§ The problem: Copy the material below line for line, with every line kept unchanged. Leave out the pictures.

§ Data records:
+ + + + +

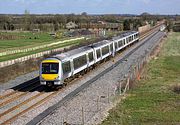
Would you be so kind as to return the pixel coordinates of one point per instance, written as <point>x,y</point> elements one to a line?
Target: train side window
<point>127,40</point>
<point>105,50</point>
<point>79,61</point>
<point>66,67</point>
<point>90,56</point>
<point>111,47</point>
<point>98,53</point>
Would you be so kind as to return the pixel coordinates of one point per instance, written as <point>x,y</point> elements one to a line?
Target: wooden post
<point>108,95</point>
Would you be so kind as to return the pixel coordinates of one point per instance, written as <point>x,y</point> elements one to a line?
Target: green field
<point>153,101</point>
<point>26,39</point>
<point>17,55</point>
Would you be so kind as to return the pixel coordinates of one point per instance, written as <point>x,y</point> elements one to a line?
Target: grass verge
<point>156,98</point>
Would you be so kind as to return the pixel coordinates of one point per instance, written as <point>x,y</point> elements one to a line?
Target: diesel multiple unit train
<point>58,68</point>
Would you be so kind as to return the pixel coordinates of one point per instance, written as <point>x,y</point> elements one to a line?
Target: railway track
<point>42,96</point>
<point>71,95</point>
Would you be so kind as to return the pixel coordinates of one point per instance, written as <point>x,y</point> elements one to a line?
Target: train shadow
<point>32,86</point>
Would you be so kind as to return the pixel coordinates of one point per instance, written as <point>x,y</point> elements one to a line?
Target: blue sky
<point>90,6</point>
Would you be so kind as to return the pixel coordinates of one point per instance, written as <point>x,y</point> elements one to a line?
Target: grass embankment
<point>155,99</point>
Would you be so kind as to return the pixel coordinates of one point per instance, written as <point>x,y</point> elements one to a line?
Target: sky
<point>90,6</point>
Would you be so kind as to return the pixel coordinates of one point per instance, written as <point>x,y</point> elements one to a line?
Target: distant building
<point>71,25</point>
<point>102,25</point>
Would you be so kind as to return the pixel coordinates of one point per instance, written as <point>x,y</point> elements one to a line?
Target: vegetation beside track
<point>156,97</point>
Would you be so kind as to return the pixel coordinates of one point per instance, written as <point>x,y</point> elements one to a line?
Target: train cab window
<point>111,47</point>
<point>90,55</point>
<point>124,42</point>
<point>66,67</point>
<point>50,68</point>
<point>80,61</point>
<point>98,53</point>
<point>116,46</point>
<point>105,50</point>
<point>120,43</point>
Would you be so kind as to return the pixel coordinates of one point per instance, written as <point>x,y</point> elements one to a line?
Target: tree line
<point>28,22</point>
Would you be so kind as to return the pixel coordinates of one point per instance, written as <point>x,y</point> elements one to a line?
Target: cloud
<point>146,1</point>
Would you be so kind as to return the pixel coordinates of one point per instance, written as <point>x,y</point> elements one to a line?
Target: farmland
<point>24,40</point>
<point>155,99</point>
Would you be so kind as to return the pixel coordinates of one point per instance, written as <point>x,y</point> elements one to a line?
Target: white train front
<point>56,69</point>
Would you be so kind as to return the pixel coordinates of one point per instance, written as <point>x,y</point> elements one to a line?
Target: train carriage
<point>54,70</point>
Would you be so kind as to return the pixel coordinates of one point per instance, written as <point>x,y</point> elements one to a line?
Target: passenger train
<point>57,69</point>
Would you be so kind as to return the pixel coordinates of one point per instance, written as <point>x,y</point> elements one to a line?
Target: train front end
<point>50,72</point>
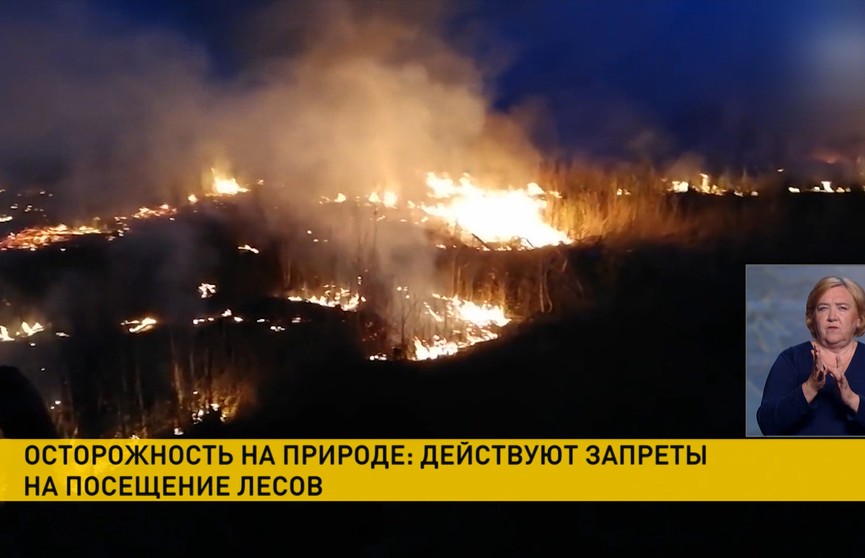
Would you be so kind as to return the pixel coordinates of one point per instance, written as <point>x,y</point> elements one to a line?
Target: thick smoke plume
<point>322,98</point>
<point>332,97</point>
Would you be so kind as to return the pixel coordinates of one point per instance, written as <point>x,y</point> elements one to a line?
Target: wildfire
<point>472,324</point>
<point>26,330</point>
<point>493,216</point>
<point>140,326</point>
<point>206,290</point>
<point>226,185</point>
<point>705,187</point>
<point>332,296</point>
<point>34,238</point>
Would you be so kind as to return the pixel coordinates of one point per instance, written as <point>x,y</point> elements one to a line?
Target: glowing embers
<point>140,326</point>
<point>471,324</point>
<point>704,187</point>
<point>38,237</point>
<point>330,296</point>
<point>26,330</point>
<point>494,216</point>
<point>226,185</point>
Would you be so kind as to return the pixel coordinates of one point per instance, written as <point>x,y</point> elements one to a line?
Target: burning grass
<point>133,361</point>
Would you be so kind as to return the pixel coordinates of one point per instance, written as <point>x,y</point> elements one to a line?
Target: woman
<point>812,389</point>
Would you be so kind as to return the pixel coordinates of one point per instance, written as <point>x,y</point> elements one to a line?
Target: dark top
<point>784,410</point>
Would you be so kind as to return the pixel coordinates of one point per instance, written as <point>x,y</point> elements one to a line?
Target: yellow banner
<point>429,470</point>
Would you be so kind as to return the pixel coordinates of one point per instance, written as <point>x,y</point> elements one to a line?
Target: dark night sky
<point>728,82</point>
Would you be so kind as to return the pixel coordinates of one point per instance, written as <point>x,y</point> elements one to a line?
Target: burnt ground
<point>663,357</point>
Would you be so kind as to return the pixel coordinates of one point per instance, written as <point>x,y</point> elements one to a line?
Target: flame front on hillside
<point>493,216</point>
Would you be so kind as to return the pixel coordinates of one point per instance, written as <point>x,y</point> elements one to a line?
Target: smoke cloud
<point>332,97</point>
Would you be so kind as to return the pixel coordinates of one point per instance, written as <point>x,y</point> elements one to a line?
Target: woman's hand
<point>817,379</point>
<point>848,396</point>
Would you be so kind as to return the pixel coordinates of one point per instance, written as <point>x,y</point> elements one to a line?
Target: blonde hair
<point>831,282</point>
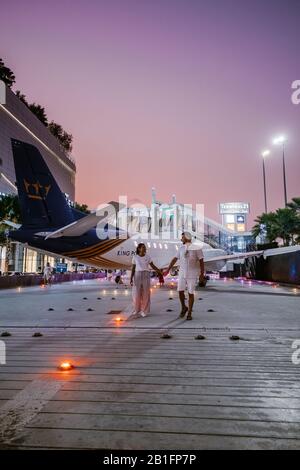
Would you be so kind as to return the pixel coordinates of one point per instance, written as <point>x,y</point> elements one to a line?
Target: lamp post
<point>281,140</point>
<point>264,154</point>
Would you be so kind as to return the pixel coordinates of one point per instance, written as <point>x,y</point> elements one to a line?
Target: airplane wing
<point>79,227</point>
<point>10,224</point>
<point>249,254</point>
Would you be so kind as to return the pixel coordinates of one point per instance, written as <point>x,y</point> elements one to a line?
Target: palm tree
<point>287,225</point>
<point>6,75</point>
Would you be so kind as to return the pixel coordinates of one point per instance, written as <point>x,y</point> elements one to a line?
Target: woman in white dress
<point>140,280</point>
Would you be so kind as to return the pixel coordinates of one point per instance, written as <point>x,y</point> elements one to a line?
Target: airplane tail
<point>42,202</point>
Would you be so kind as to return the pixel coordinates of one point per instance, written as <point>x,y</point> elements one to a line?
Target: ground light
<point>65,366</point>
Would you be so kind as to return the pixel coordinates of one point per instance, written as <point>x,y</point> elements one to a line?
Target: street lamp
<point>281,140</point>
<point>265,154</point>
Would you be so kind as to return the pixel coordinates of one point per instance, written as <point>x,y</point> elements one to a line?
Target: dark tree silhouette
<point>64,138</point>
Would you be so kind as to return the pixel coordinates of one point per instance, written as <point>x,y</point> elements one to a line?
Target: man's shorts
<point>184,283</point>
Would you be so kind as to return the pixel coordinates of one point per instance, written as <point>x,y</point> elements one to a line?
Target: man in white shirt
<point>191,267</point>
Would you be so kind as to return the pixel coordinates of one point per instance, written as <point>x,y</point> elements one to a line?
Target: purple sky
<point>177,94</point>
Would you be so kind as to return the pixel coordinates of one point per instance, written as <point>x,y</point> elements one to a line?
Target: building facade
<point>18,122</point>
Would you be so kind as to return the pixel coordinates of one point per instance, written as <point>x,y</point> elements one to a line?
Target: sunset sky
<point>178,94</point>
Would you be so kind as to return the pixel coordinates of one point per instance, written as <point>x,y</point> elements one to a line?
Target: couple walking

+ + + + +

§ Full answer:
Would you be so kind as to return the pixel coordinates of one point per instance, written as <point>x,y</point> elements one to a line?
Target: train side window
<point>127,40</point>
<point>105,50</point>
<point>79,61</point>
<point>66,67</point>
<point>90,56</point>
<point>111,47</point>
<point>98,53</point>
Would you be so kind as to return the pixel coordinates of one point per instance, written as <point>x,y</point> elements one to a line?
Target: wooden post
<point>108,95</point>
Would you be so kind as to return the pixel coordinates of one point per instance, written as <point>x,y</point> elements one to a line?
Target: green field
<point>153,101</point>
<point>26,39</point>
<point>17,55</point>
Would you be so kind as to return the pixel coordinates of one point per instance, written as <point>x,y</point> elements one to a line?
Target: grass verge
<point>156,98</point>
Would you be so kind as to return the pixel coordinates of one point per instance, written as <point>x,y</point> elements one to a line?
Target: diesel multiple unit train
<point>58,68</point>
Would you be so kind as to return the pixel coordinates of one point per instance, written as <point>x,y</point> elements one to a line?
Target: railway track
<point>42,96</point>
<point>71,95</point>
Would you be so kind as to return the pixel coordinates of one point per instance, written as <point>x,y</point> elements one to a line?
Target: train shadow
<point>32,86</point>
Would you be so kind as to return the pixel coordinates of one point per instance, written as <point>x,y</point> elements one to a line?
Target: blue sky
<point>90,6</point>
Would you be so kind as to return the pixel coordinates of one point per instance, written as <point>x,y</point> elements one to a line?
Target: grass embankment
<point>155,99</point>
Would you be so kind as to return the pixel coordinates of one point per instance, written as <point>x,y</point> elements one to a line?
Target: sky
<point>90,6</point>
Would you be so kind as to return the pixel coordinates of one point per instance, written as <point>x,y</point> elements one to a line?
Target: distant building
<point>71,25</point>
<point>102,25</point>
Would you be so kind as to return the pixel coordinates of one point per instance, written as <point>x,y</point> elements one to a line?
Target: vegetation beside track
<point>156,97</point>
Would you be so kind as to return the pixel coordinates of one point per instance, written as <point>x,y</point> elements one to a line?
Target: train cab window
<point>111,47</point>
<point>90,55</point>
<point>124,42</point>
<point>66,67</point>
<point>50,68</point>
<point>80,61</point>
<point>98,53</point>
<point>116,46</point>
<point>105,50</point>
<point>120,43</point>
Would you be so kind as to return the pixel coordinates of one point per instance, written as <point>x,y</point> elements one to a line?
Target: tree line
<point>28,22</point>
Would you be so kind as to return the pixel coordinates of one point per instance, written as <point>x,y</point> elements one to a line?
Target: cloud
<point>146,1</point>
Would you be so kind as to return the pixel coordinates of one point per instance, written as <point>x,y</point> elements one to a line?
Target: farmland
<point>24,40</point>
<point>155,99</point>
Would you be so kind as to return the pixel coordinates of one point per instance, written as <point>x,y</point> elements one to a line?
Target: white train front
<point>56,69</point>
Would you be so kind as to return the pixel coordinates of one point per instance, written as <point>x,y</point> elements one to a line?
Target: train carriage
<point>54,70</point>
Would you be so kind as to return the pixel coordinates of one point per instance, written as <point>x,y</point> elements one to a line?
Target: passenger train
<point>57,69</point>
Would you be so kind as to return the pixel coordinates of one point per instance, written as <point>x,y</point> elements one to a line?
Target: train front end
<point>50,72</point>
Would you be so kind as to return the pixel coordinates of one point per instance, written as <point>x,y</point> elements one to a line?
Target: thick smoke plume
<point>322,98</point>
<point>332,97</point>
Would you be so kind as to return the pixel coordinates of one point per instance, written as <point>x,y</point> elements one to a line?
Target: wildfire
<point>472,324</point>
<point>26,330</point>
<point>493,216</point>
<point>140,326</point>
<point>206,290</point>
<point>226,185</point>
<point>705,187</point>
<point>332,296</point>
<point>34,238</point>
Would you be so kind as to return the pixel coordinates of one point per instance, written as <point>x,y</point> elements one to a line?
Target: glowing embers
<point>140,326</point>
<point>471,324</point>
<point>704,187</point>
<point>38,237</point>
<point>330,296</point>
<point>26,330</point>
<point>494,216</point>
<point>226,185</point>
Would you be so kind as to return the pixel coordinates of one point per instance, written as <point>x,y</point> elements one to a line?
Target: burning grass
<point>133,361</point>
Would you be so kind as to return the pixel coordinates of one point per instance, written as <point>x,y</point> elements one to a line?
Target: woman
<point>812,389</point>
Would you be so kind as to return the pixel coordinates of one point per instance, written as <point>x,y</point> elements one to a line?
Target: dark top
<point>784,410</point>
Would you be so kind as to return the pixel coordinates of one point per instance, written as <point>x,y</point> elements one to a line?
Target: yellow banner
<point>429,470</point>
Would you be so kind as to return the pixel coordinates of one point per instance, written as <point>x,y</point> elements one to a line?
Target: dark night sky
<point>728,82</point>
Would you be so kind as to return the pixel coordinates of one point per instance, written as <point>x,y</point> elements one to a line?
Target: burnt ground
<point>663,357</point>
Would you be so kind as to return the pixel coordinates of one point per instance, written as <point>x,y</point> elements one to a line?
Target: flame front on hillside
<point>493,216</point>
Would you be so kind as to return the pixel coordinates of one point per instance, written as <point>x,y</point> elements one to a line?
Target: smoke cloud
<point>332,97</point>
Would you be so kind as to return the pixel coordinates of one point per instance, written as <point>x,y</point> elements one to a line?
Target: woman's hand
<point>817,379</point>
<point>848,396</point>
Would you be so kind as to return the pixel coordinates of one point per instance, written as <point>x,y</point> elements one to a line?
Target: blonde hair
<point>831,282</point>
Would you be so kind as to return the pixel coordinates of one point per instance, written as <point>x,y</point> elements one to a line?
Target: lamp post
<point>281,140</point>
<point>264,154</point>
Would you be so kind as to return the pixel coordinates of one point per instance, written as <point>x,y</point> elements one to a line?
Target: airplane wing
<point>79,227</point>
<point>10,224</point>
<point>249,254</point>
Would you be so kind as to return the pixel coordinates of one point per instance, written as <point>x,y</point> elements one to a line?
Target: palm tree
<point>287,225</point>
<point>6,75</point>
Would you be so kind as to return the pixel coordinates of one point per instance, written as <point>x,y</point> elements one to a line?
Target: woman in white dress
<point>140,280</point>
Would you be so kind as to return the pixel coordinates of one point per instance, written as <point>x,y</point> elements one to a line?
Target: airplane tail
<point>42,202</point>
Would you be so kind as to return the pixel coordinates of one point per instance, written as <point>x,y</point> elements one to a line?
Target: ground light
<point>65,366</point>
Would you be so kind as to return the pixel coordinates of one point per instance, written as <point>x,y</point> elements one to a line?
Target: street lamp
<point>281,140</point>
<point>265,154</point>
Would you be so kind as to return the pixel coordinates of one point per instance, written as <point>x,y</point> elements one to a line?
Target: dark tree silhouette
<point>64,138</point>
Would you be so kind as to return the pixel coordinates of one point per instance, written as <point>x,y</point> elements one to a line?
Target: man's shorts
<point>184,283</point>
Would you be so kind as to return the pixel coordinates of one point per instance, written as <point>x,y</point> elements one to a line?
Target: man in white shirt
<point>191,267</point>
Would you be so kind as to return the pixel coordinates of one point per instance, written as <point>x,y</point> elements one to a line?
Target: purple sky
<point>177,94</point>
Would you be so kind as to return the pixel coordinates of one point per instance, written as <point>x,y</point> elements one to a line?
Target: building facade
<point>18,122</point>
Would you be so kind as to return the pixel coordinates of one point per instance, written as <point>x,y</point> elements one to a line?
Target: sunset sky
<point>178,94</point>
Would you be so kind as to return the pixel coordinates of one point per instance, written as <point>x,y</point> elements one to a line?
Target: couple walking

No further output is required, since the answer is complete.